• **Task description**: Rewrite everything from the line containing "Where can you spot the frozen" down to the end of the entries as a two-column CSV with columns instruction and response. Give one row per entry, put each field in quotes, replace line breaks with spaces, and omit the pictures.
───── Excerpted data
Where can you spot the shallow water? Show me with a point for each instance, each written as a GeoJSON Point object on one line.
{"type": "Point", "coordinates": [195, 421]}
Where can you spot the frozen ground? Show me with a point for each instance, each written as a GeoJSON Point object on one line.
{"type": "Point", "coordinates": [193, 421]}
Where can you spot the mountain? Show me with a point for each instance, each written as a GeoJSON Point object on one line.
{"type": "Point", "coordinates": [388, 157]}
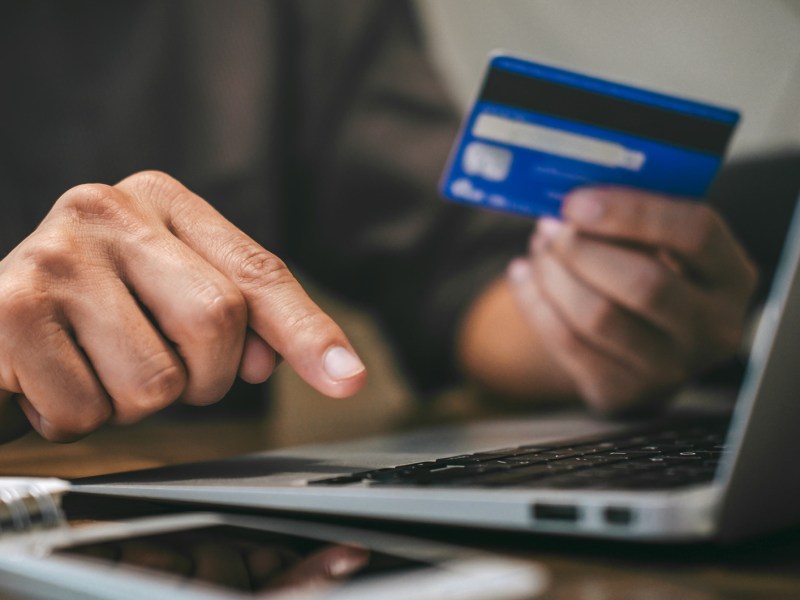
──────────
• **Full output**:
instruction,response
"Where can you spot the frozen ground? Show me with a point for each instance, each written as a GeoJSON Point object on one line.","{""type"": ""Point"", ""coordinates"": [193, 421]}"
"Where can you spot the mountain? Show me with a point for each instance, each written as a GeoJSON Point object on one line.","{""type"": ""Point"", ""coordinates"": [388, 157]}"